▶ _TASK TO CARRY OUT_: Your answer must be an exact copy of the records below, minus the pictures.

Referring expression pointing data
· · ·

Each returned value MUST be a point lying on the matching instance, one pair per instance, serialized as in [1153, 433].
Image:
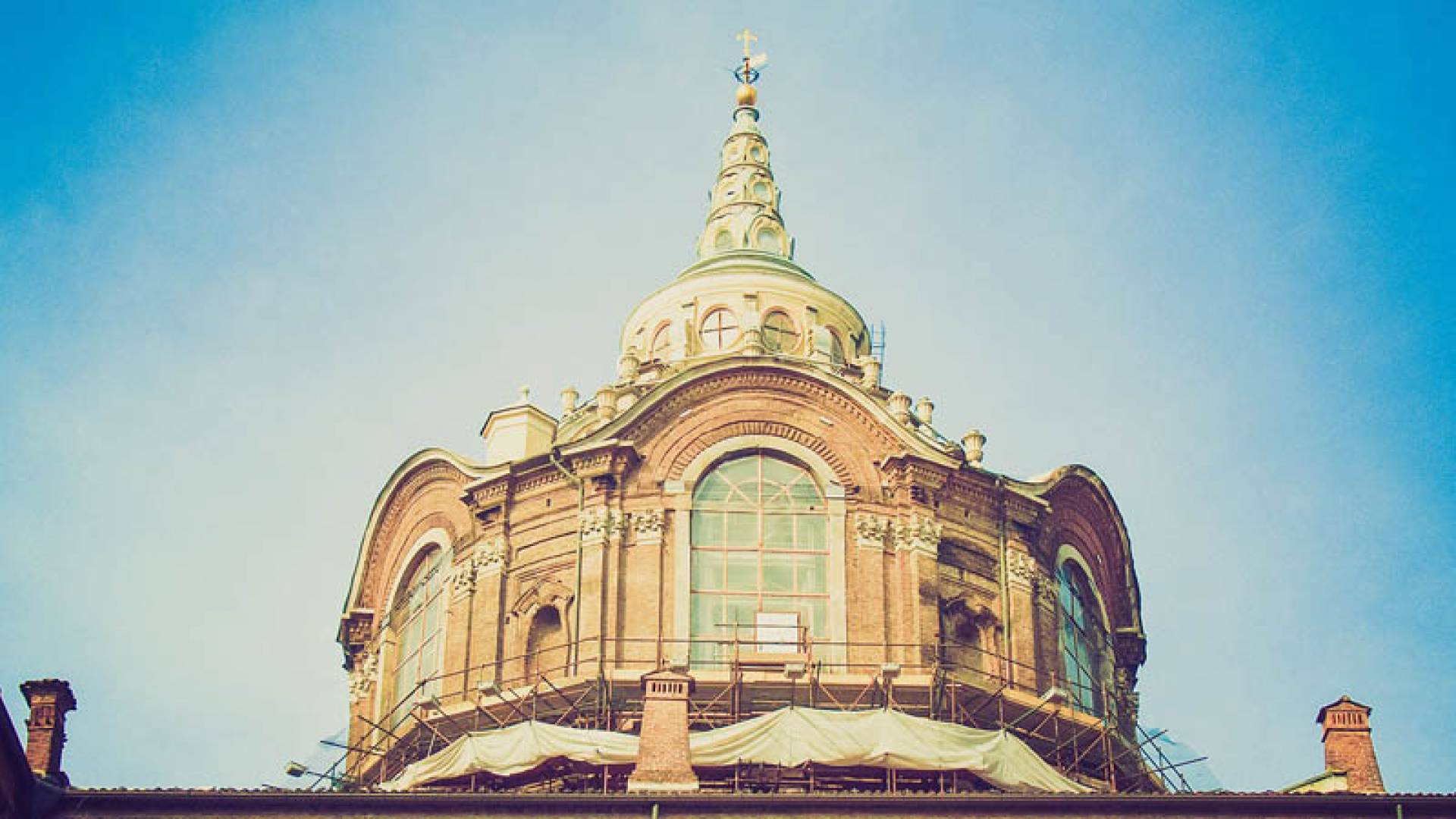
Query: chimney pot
[50, 700]
[1348, 746]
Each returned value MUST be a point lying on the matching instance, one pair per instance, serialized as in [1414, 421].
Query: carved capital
[363, 676]
[1021, 569]
[1046, 591]
[873, 531]
[918, 534]
[488, 557]
[601, 526]
[357, 632]
[647, 526]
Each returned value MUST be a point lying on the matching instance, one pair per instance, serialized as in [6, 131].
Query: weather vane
[747, 74]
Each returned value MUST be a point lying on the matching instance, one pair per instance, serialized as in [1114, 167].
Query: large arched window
[1082, 637]
[759, 558]
[419, 621]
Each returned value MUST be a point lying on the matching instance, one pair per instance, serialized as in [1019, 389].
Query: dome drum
[745, 503]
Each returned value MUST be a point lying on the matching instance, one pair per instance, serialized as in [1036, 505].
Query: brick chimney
[1348, 746]
[50, 700]
[664, 761]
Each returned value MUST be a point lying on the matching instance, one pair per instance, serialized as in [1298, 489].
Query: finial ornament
[747, 74]
[747, 38]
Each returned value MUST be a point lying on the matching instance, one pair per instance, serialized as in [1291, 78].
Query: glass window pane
[805, 494]
[708, 528]
[743, 572]
[743, 531]
[711, 488]
[707, 615]
[811, 532]
[778, 532]
[740, 610]
[708, 570]
[813, 575]
[778, 572]
[816, 615]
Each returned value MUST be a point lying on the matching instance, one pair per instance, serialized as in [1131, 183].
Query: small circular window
[720, 330]
[767, 240]
[780, 334]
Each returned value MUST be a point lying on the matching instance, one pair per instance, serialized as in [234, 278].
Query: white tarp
[514, 749]
[878, 739]
[788, 736]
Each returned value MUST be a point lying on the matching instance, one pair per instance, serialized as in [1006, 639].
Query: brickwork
[50, 700]
[1348, 745]
[663, 752]
[900, 499]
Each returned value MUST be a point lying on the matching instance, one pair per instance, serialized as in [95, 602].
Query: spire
[743, 209]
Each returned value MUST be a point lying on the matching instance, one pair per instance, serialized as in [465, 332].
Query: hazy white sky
[253, 257]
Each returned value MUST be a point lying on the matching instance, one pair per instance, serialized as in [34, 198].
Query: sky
[254, 256]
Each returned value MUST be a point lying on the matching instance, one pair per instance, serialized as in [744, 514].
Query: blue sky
[254, 256]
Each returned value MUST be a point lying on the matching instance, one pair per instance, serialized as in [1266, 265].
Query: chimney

· · ·

▶ _RESULT OF THIS EXERCISE_:
Each returned value MUST be a point lying on the matching instance, one pair per instance, serialized as in [1153, 433].
Image:
Query: chimney pot
[50, 700]
[1348, 746]
Each returned value MUST be a point lying on the matching instance, one pair per instance, serialized as in [1414, 421].
Query: carved capital
[363, 676]
[1021, 569]
[1046, 591]
[873, 531]
[918, 534]
[488, 557]
[601, 526]
[357, 632]
[647, 526]
Each returned value MUST be a point lying on the matching instance, one pair per instance, serialized as in [6, 131].
Query: weather vane
[747, 74]
Each returned value MUST be a point lying on the matching instance, one pair per instance, serialized as in [1114, 167].
Query: large arched window
[1082, 637]
[759, 558]
[419, 621]
Each returned value MUST be a point lying on the matching instance, one pair per instance, serialized as in [1019, 389].
Query: dome drum
[745, 503]
Each returned value MUST be a point lying on the matching instance, one pair per instance, serialized as in [1036, 505].
Query: brick chimney
[1348, 746]
[50, 700]
[664, 761]
Each returned value MUST be a point lying on the matching instance, one pair per instance, serialized as in [1298, 489].
Query: finial ornament
[747, 74]
[747, 38]
Each returned value MUST be a point lying on the matching instance, one pair per instance, serialized as in [1291, 78].
Query: glass window pane
[805, 494]
[708, 528]
[743, 572]
[743, 531]
[711, 488]
[707, 615]
[811, 532]
[778, 532]
[740, 610]
[708, 570]
[813, 575]
[778, 572]
[816, 615]
Each returned value MUST be a point lying on the matching instance, one pair per instance, serialized as in [1131, 183].
Query: small circular window
[720, 330]
[767, 240]
[780, 334]
Each returned value MUST be a point lying on the matching instance, one pair per instance, serialized as in [234, 278].
Query: white tarp
[514, 749]
[878, 739]
[788, 736]
Each returned value MUST be a point lying on the matching instance, one pair per instance, serialized as in [1006, 639].
Query: brickwork
[50, 700]
[1348, 745]
[663, 752]
[900, 499]
Each returned value MUST be a point lying on the matching instance, one pair per instance, serialized as in [95, 602].
Query: spire
[743, 209]
Each returned value MUST be a point lying on the matching instance, one pair per instance, serialized as in [465, 332].
Query: hazy white sky
[253, 257]
Each returned value MUST be a point lying on the matching instance, one pair per instance, serialized as in [34, 198].
Query: sky
[254, 256]
Each returned value MUST be a point lying on the matching instance, one pair per instance, serialized as in [744, 514].
Query: blue sky
[254, 256]
Each returned value MUST be a point lying on the matching instance, one pair per instance, serialized as in [1266, 265].
Query: chimney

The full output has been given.